§ **Goal**
Rewrite the lines of the rows below as a single numbered list, skipping any blank lines. Leave the pictures out of your answer.

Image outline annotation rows
•••••

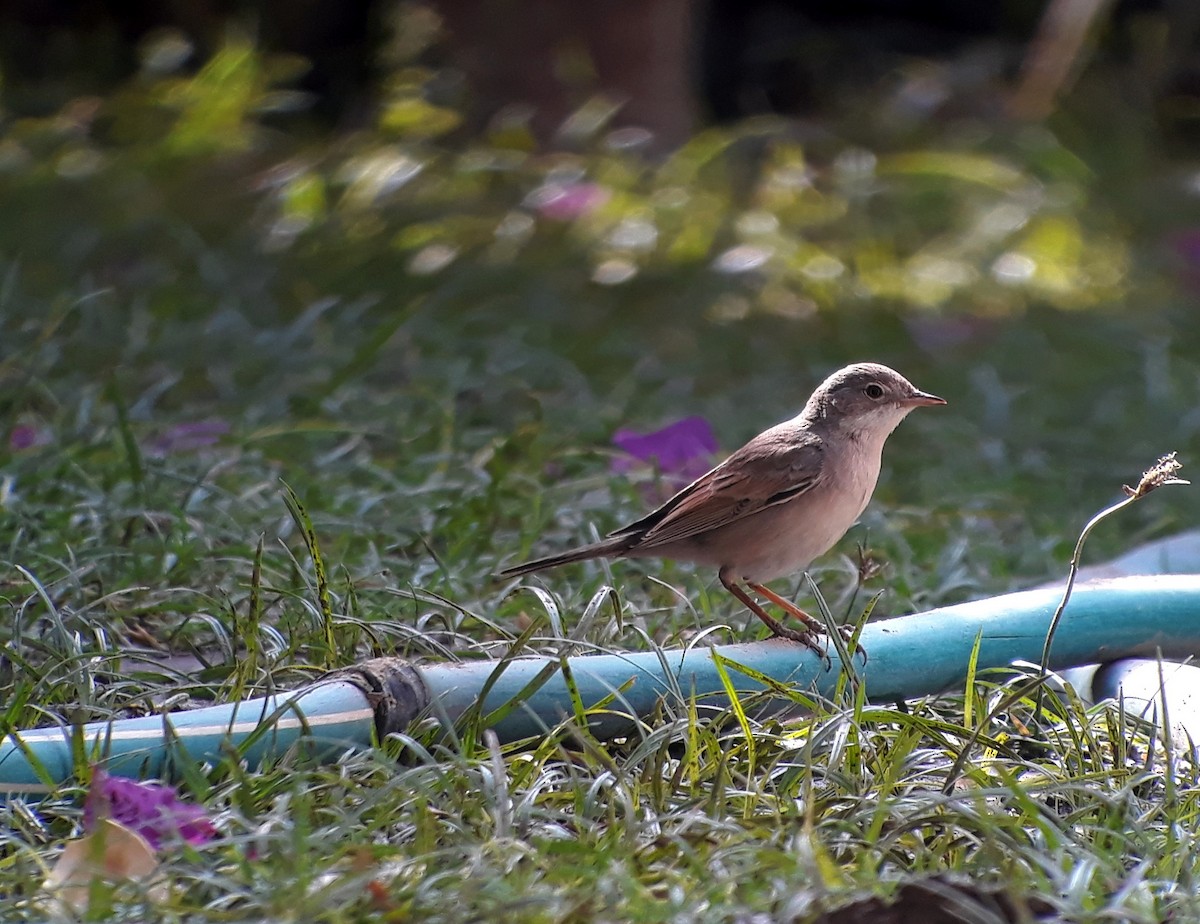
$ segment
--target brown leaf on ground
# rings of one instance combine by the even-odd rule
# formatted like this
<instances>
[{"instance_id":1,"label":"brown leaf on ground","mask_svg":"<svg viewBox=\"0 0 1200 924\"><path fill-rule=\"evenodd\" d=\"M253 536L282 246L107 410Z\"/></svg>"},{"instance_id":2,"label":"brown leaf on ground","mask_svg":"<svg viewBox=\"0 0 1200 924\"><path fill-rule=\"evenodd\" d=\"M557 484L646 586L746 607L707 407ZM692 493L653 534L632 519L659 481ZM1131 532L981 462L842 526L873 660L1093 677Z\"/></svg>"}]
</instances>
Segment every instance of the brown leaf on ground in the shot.
<instances>
[{"instance_id":1,"label":"brown leaf on ground","mask_svg":"<svg viewBox=\"0 0 1200 924\"><path fill-rule=\"evenodd\" d=\"M864 899L826 912L814 924L1034 924L1054 918L1036 895L929 878L901 886L890 901Z\"/></svg>"}]
</instances>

•••••

§ **Answer to the task**
1. $ segment
2. --target brown leaf on ground
3. # rings of one instance combine by the even-odd rule
4. # formatted like this
5. <instances>
6. [{"instance_id":1,"label":"brown leaf on ground","mask_svg":"<svg viewBox=\"0 0 1200 924\"><path fill-rule=\"evenodd\" d=\"M253 536L282 246L107 410Z\"/></svg>"},{"instance_id":2,"label":"brown leaf on ground","mask_svg":"<svg viewBox=\"0 0 1200 924\"><path fill-rule=\"evenodd\" d=\"M557 484L646 586L746 607L707 407ZM692 493L653 534L632 519L659 481ZM1131 532L981 462L842 526L873 660L1093 677Z\"/></svg>"}]
7. </instances>
8. Segment every instance of the brown leaf on ground in the shot.
9. <instances>
10. [{"instance_id":1,"label":"brown leaf on ground","mask_svg":"<svg viewBox=\"0 0 1200 924\"><path fill-rule=\"evenodd\" d=\"M864 899L826 912L814 924L1034 924L1054 918L1036 895L929 878L901 886L890 901Z\"/></svg>"}]
11. </instances>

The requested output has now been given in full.